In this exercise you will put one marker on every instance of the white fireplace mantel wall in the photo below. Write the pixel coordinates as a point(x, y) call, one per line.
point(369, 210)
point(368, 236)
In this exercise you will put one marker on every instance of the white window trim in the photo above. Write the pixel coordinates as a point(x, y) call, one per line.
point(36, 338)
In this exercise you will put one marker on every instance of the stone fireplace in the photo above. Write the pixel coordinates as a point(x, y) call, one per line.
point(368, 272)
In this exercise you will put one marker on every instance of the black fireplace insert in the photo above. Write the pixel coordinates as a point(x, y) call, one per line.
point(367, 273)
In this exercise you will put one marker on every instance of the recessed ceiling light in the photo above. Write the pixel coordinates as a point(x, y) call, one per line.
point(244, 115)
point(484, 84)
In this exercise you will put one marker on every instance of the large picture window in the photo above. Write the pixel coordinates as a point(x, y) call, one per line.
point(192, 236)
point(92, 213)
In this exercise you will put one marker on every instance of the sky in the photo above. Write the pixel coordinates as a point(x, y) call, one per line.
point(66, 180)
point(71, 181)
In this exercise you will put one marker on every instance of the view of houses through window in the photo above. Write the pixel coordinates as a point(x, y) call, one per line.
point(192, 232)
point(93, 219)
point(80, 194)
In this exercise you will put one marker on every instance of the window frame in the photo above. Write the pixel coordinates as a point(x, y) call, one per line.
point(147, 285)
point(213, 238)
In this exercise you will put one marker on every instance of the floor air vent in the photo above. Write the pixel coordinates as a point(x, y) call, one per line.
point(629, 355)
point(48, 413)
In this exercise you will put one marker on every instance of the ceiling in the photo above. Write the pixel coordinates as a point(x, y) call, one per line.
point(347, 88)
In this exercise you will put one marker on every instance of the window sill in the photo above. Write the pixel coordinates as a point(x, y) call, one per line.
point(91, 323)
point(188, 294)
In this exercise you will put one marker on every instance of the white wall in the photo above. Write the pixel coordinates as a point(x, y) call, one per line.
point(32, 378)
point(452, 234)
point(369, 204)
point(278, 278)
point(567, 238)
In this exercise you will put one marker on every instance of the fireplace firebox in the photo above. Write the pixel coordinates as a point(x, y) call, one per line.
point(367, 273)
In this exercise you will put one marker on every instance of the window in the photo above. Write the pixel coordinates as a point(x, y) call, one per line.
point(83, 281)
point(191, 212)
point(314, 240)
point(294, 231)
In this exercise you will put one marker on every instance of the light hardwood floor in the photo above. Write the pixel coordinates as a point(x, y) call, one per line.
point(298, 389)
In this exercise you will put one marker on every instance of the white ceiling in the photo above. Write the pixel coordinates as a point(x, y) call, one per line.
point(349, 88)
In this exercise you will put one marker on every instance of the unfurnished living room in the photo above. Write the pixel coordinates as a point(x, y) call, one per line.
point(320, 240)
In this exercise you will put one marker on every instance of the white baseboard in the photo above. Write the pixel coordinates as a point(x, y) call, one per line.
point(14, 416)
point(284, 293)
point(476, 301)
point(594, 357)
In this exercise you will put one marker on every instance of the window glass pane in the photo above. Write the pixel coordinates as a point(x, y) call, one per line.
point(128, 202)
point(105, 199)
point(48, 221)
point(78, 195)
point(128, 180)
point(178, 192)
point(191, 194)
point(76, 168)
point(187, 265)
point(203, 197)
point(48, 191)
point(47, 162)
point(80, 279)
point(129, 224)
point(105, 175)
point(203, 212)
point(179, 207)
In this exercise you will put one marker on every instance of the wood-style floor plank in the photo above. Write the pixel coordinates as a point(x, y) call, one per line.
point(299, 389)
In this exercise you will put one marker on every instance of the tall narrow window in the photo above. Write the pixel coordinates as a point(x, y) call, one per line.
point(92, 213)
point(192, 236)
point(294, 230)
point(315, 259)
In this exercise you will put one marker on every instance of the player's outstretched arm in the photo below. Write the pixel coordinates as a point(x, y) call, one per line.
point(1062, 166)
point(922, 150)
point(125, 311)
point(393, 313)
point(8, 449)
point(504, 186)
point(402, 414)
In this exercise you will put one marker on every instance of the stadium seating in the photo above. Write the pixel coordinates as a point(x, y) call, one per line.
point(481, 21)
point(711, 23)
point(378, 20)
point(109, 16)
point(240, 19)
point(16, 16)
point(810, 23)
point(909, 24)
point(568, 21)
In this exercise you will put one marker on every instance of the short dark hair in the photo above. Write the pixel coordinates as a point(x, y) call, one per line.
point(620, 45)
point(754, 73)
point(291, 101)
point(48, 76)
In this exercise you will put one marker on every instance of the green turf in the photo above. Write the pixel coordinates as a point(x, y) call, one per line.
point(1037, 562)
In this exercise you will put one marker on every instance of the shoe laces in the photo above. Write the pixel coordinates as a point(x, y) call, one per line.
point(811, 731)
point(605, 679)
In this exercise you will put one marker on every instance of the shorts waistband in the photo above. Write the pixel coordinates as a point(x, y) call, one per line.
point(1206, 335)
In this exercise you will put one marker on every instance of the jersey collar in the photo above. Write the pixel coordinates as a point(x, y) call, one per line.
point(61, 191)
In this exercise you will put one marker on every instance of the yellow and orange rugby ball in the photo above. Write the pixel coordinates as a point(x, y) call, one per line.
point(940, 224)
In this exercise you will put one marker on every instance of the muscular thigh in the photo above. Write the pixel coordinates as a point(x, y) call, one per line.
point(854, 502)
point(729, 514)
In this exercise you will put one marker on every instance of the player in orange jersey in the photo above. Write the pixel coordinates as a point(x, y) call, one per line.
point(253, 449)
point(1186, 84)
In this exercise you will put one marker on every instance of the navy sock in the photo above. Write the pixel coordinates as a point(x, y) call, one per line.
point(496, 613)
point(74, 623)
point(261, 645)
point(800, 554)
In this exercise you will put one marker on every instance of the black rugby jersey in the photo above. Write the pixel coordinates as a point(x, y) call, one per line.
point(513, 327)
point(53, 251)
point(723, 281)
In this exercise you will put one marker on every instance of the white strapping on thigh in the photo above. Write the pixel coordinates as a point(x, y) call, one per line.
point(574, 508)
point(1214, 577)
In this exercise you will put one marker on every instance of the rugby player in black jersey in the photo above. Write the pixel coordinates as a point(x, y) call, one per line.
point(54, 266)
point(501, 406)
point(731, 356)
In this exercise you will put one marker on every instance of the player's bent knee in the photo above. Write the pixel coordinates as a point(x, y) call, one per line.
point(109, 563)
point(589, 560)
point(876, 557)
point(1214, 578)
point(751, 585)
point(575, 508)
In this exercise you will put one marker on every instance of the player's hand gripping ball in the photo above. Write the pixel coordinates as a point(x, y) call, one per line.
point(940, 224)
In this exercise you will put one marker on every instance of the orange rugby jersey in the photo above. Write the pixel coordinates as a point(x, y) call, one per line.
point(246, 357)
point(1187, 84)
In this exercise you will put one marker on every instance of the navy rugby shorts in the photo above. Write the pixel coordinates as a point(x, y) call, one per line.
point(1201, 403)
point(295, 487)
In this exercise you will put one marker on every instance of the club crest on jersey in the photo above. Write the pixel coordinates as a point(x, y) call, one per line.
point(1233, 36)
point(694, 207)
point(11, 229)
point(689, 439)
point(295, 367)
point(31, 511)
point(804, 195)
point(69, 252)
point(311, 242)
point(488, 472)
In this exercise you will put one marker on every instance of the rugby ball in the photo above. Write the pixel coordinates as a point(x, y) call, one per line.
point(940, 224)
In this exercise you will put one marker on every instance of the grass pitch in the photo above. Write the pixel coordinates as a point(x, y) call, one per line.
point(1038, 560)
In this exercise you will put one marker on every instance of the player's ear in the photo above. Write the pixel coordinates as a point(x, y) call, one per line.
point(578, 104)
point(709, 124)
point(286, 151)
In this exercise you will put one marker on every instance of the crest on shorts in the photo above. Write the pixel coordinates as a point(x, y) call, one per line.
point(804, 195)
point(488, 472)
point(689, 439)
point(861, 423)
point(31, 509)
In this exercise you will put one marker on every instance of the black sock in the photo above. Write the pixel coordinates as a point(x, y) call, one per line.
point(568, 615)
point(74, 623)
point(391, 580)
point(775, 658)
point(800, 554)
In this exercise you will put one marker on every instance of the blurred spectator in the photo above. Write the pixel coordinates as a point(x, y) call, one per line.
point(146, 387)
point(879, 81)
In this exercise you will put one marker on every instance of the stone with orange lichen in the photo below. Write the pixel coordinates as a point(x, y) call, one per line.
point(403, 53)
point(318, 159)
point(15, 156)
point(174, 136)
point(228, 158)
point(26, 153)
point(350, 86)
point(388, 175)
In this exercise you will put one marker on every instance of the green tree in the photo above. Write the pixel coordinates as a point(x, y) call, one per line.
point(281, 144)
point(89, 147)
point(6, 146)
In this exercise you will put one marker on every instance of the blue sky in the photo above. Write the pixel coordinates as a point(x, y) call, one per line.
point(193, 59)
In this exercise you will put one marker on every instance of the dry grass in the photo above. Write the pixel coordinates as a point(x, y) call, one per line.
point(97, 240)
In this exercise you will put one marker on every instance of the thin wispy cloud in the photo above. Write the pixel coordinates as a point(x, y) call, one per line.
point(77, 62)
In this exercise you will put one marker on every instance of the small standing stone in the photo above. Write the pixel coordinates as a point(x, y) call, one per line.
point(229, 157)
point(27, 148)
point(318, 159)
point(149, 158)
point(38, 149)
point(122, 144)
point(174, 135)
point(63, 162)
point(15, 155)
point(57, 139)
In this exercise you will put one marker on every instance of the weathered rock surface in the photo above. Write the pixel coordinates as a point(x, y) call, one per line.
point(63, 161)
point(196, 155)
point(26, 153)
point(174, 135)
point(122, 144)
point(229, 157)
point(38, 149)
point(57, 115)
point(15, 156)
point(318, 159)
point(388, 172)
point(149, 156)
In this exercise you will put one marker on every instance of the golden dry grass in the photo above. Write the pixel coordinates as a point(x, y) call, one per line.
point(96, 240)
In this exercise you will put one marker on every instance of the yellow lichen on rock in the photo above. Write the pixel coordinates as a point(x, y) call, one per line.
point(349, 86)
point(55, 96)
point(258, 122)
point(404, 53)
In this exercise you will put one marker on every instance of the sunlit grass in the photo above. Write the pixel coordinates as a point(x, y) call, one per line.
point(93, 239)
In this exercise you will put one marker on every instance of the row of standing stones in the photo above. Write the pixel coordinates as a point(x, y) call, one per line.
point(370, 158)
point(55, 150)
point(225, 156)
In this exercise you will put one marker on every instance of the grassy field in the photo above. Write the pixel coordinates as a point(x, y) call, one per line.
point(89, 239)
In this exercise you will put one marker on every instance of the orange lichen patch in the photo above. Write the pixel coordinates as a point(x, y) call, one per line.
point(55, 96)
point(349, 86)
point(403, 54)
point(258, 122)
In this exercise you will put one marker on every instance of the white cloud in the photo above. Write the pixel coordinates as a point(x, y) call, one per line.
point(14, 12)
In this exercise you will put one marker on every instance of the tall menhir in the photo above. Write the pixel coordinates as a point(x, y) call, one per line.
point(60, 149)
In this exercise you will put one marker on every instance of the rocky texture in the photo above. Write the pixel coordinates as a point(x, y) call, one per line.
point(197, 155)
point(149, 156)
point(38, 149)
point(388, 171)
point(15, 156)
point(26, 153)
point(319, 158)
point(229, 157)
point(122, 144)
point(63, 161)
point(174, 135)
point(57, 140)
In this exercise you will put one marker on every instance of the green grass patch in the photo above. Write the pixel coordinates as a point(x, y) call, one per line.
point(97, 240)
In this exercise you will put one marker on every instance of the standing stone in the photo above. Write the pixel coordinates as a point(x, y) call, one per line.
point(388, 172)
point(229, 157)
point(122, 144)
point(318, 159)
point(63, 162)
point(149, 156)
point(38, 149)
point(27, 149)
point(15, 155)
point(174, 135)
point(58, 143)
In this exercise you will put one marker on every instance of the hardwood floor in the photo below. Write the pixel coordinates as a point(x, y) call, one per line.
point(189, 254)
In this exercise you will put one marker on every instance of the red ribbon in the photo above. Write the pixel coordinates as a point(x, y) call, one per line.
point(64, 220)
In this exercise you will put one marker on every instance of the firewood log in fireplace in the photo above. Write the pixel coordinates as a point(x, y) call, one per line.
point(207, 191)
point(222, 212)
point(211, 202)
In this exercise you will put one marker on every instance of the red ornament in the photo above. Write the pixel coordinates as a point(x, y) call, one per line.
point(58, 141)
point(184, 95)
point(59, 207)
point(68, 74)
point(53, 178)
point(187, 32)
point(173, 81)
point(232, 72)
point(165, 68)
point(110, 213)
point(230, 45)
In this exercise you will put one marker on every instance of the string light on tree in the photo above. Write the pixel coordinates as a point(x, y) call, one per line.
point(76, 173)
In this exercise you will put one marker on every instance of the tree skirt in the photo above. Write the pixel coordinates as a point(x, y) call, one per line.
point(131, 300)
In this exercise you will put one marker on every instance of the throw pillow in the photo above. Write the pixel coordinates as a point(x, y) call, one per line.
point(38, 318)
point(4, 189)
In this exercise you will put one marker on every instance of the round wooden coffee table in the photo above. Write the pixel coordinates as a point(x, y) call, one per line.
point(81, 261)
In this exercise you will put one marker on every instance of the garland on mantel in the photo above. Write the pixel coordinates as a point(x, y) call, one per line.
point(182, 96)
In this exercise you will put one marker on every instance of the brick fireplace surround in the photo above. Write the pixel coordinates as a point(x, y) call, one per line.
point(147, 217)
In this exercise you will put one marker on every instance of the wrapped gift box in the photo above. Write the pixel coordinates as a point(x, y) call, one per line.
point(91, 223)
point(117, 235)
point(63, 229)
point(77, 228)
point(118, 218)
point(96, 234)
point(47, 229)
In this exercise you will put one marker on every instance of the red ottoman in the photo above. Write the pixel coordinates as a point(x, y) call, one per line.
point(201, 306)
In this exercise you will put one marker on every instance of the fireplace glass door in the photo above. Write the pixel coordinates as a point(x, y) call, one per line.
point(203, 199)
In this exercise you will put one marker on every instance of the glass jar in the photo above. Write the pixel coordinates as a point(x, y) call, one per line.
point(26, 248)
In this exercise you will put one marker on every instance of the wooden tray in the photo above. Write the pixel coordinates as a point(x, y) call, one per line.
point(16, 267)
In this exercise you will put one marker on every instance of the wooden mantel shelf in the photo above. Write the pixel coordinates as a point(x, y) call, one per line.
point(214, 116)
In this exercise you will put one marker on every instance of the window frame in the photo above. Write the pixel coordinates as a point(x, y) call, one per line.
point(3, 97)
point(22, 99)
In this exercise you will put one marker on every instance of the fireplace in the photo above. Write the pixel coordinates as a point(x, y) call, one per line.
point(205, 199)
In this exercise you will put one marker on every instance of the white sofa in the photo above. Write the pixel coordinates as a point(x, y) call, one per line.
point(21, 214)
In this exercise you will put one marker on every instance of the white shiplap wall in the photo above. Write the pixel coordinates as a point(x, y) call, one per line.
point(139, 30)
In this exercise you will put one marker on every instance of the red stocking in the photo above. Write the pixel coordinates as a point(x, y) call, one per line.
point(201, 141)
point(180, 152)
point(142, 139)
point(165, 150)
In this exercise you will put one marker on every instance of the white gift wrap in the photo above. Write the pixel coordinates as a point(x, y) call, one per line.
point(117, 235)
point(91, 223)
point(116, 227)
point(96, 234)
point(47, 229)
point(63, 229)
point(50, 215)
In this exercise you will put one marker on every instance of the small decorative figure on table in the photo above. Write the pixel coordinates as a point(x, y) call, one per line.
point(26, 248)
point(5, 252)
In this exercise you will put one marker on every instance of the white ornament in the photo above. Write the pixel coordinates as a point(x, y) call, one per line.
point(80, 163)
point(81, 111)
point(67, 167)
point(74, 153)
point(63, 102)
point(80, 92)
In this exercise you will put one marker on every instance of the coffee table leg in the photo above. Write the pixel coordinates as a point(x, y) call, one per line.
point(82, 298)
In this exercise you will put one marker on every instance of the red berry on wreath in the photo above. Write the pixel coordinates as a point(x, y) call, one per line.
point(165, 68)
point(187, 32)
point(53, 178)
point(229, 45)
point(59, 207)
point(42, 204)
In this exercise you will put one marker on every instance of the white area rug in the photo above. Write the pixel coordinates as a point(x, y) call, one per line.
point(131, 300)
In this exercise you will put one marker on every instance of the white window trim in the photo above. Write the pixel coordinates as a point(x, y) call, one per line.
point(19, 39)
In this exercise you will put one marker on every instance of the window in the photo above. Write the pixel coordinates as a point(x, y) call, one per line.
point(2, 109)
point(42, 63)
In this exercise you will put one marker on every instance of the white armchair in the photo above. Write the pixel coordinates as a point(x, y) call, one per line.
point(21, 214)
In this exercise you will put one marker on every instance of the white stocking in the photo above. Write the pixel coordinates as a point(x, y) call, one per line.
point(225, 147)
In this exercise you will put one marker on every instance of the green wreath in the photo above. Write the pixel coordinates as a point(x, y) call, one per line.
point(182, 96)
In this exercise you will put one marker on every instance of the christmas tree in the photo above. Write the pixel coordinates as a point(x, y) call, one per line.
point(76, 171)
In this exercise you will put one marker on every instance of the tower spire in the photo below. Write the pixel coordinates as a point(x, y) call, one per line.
::::
• _TASK DIRECTIONS_: Please format the stretch of material above, from its first line through the line containing "point(80, 194)", as a numbered list, leaving out any blank lines.

• _SOLUTION TO THIS PROBLEM_:
1. In this exercise you will put one marker on every instance of the white fireplace mantel wall in the photo below. Write the pixel coordinates as a point(x, y) call, one per line.
2. point(369, 210)
3. point(368, 236)
4. In this exercise you will put one marker on every instance of the white window trim in the photo above. Write the pixel coordinates as a point(x, y) call, one per line.
5. point(36, 338)
6. In this exercise you will put one marker on every instance of the stone fireplace in the photo above. Write the pixel coordinates as a point(x, y) call, one per line.
7. point(368, 272)
8. In this exercise you will put one marker on every instance of the black fireplace insert in the photo above. Write the pixel coordinates as a point(x, y) call, one per line.
9. point(367, 273)
10. In this exercise you will put one marker on every instance of the recessed ceiling light in the photo above. Write the pixel coordinates as a point(x, y) call, one per line.
11. point(244, 115)
12. point(484, 84)
13. In this exercise you will put one marker on every instance of the large picture window in the photo above. Write the pixel coordinates as a point(x, y) call, one per line.
14. point(192, 236)
15. point(92, 213)
16. In this exercise you will put one marker on every instance of the sky in the photo above. Write the pixel coordinates as a point(x, y) call, one per line.
17. point(66, 180)
18. point(71, 181)
19. In this exercise you will put one marker on every instance of the view of houses through window in the photo above. Write the pixel coordinates as a point(x, y) call, one per line.
20. point(192, 232)
21. point(93, 219)
22. point(80, 194)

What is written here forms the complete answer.